• _EXERCISE BRIEF_: Gather every line in the entries below that contains the word "format".

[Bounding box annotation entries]
● ● ●

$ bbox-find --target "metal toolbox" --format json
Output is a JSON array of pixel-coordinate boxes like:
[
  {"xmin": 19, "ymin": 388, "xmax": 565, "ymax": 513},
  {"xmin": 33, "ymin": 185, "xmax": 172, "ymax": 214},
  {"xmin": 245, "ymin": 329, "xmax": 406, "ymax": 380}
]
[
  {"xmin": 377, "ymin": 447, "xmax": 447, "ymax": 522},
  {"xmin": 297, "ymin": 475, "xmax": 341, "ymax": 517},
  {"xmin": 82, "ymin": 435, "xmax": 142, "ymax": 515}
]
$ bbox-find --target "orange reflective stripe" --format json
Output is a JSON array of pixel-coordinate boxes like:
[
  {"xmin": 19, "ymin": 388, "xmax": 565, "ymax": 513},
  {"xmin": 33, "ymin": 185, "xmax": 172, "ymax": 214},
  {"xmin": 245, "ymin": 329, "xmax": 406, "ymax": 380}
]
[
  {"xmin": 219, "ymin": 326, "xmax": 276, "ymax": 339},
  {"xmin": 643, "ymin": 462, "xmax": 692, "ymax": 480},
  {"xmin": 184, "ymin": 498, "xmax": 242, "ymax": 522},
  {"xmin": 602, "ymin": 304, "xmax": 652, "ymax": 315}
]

● ● ●

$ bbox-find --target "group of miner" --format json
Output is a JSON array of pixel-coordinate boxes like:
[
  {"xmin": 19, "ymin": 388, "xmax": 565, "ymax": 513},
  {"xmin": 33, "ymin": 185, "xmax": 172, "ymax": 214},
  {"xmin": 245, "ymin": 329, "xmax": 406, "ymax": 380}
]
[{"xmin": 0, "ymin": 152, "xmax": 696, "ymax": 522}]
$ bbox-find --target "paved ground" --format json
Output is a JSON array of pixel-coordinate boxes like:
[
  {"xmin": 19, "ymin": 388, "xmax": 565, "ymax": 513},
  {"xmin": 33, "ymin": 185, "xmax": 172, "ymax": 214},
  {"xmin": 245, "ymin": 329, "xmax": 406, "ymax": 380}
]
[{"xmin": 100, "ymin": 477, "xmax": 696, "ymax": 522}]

● ● ●

• _SOLUTION TO THE PROBLEM_:
$ bbox-find --target "metal toolbox" --format json
$ bbox-find --target "orange reflective stripe" --format json
$ bbox-find --target "group of miner" --format json
$ bbox-find --target "paved ground" --format json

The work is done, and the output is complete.